__EXERCISE DIRECTIONS__
Print all of the data exactly as written.

__RECORDS SUPPLIED__
## start
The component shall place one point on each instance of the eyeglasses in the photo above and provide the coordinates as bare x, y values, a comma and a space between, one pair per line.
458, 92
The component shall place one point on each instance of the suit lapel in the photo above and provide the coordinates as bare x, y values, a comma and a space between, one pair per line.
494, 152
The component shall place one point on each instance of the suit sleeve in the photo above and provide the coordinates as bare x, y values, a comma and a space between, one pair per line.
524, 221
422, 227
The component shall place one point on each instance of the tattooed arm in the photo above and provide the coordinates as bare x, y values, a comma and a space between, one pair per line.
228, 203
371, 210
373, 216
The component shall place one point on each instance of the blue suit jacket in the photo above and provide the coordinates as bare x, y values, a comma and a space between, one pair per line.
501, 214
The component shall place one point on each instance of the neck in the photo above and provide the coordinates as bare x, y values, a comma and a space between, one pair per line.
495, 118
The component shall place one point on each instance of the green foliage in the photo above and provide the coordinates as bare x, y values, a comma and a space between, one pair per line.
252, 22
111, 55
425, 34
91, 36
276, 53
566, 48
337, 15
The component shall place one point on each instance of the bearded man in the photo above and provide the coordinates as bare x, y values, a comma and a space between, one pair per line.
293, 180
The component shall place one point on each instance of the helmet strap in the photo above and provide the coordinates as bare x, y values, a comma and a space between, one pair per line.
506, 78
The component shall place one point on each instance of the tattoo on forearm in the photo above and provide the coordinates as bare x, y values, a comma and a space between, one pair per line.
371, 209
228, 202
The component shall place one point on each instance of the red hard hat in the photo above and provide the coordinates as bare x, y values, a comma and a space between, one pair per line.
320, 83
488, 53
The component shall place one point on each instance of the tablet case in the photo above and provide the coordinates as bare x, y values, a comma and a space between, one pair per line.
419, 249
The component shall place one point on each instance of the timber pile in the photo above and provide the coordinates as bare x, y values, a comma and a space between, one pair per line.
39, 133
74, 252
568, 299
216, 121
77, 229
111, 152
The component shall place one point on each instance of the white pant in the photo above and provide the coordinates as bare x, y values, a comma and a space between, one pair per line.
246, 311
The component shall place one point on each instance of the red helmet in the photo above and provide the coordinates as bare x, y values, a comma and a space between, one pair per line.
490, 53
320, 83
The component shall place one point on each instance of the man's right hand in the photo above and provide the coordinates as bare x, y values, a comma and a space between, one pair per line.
## end
__SOLUTION BELOW__
The component shall place one point on each instance of the eyeglasses in the photo above and provide the coordinates as bare x, y values, a comma and a space between, one pair per line.
458, 92
The component shall place one point on each instance of the suit lapel in the photo above and provide the coordinates as bare x, y values, a comma and a space between, one pair per line.
494, 152
The component shall place one point on each instance of the suit sleeve in the photo above and provide the coordinates as bare x, y values, a comma and a space between, one pair per line.
524, 221
422, 227
The component shall place one point on each instance of the tattooed arm in the photo above and provide the coordinates as bare x, y values, a comma and a space between, one pair per line.
228, 203
371, 210
373, 216
The component shall place one point on each instance of the blue suit jacket in the photo above and provide the coordinates as bare x, y values, a comma and a space between, one pair per line.
501, 214
The component shall place one point on each instance of the neck in the photo above and provide the coordinates as bare x, y values, a comma and a space between, one pair per line.
495, 118
The component shall place one point on each instance of the green foliage in the photo above and provide the coordinates as bare x, y values, a comma and a space between, one pair per line.
252, 22
111, 55
425, 34
91, 36
276, 53
566, 48
337, 15
The component shall place one point on each instance of the bearded man in the photo above and provide the coordinates as bare x, y values, a comma and a space between, one pair per line.
293, 180
The component shall place one point on each instance of the helmet strap in the photo above and provide the coordinates as bare x, y values, a comma and a space between, one pair per line.
506, 78
The component shall place one point on each instance of the tattoo on forearm in the photo above and provide the coordinates as bare x, y values, a comma and a space between, one pair per line.
371, 209
228, 202
The component shall place one point on each instance of the red hard hat in the photo above and provide the coordinates as bare x, y values, a comma and a space between, one pair per line.
320, 83
488, 53
The component shall place one point on each instance of the tablet case in the photo above and provide the coordinates as bare x, y values, a comma and a space between, one pair per line.
419, 249
The component shall place one point on each instance of the timber pile in the photo above and provide the coordinates as bare x, y values, a comma and a space between, one pair per line.
39, 133
74, 252
568, 299
216, 121
77, 229
111, 152
The component shall place one point on each instance of the white pant in the photo above and provide the coordinates as bare x, y values, a comma and a space between, one pair per line.
246, 311
The component shall place one point on each instance of the red helmet in the photo above and provide the coordinates as bare x, y values, a comma and a space between, one pair per line.
490, 53
320, 83
The component shall place one point on each instance of the man's right hand in the photo above and provide the coordinates as bare x, y values, a comma and a space between, one pair per line.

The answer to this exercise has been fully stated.